▶ _Work order_
Please transcribe the lines below exactly, and leave every image behind.

▶ _Data to use_
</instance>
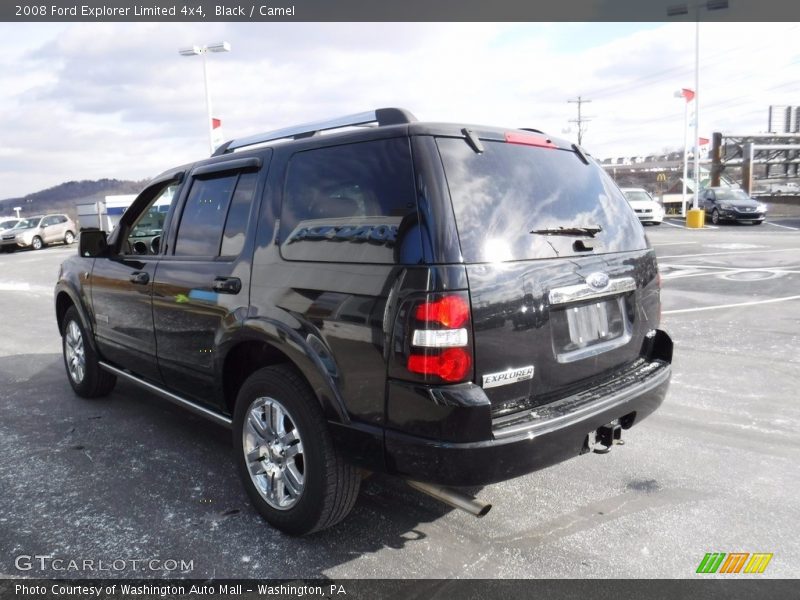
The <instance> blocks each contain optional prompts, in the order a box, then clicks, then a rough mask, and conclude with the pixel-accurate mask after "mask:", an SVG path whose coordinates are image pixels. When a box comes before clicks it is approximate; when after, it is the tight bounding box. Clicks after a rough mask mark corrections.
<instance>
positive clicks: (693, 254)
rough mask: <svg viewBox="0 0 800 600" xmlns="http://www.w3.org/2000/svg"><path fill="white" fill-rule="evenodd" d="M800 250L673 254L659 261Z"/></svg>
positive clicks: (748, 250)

▶ _Exercise output_
</instance>
The <instance> blocks each contain optional prompts, in the order a box, then clicks, then a rough mask, and conclude with the pixel-accurate mask after "mask:", an SVG path whose coordinates are image pixels. When a box comes before clicks it is approximate; when after, it is the tight bounding box. Clicks after a rough mask mark corrections.
<instance>
positive clicks: (693, 254)
rough mask: <svg viewBox="0 0 800 600" xmlns="http://www.w3.org/2000/svg"><path fill="white" fill-rule="evenodd" d="M800 250L673 254L659 261Z"/></svg>
positive clicks: (748, 250)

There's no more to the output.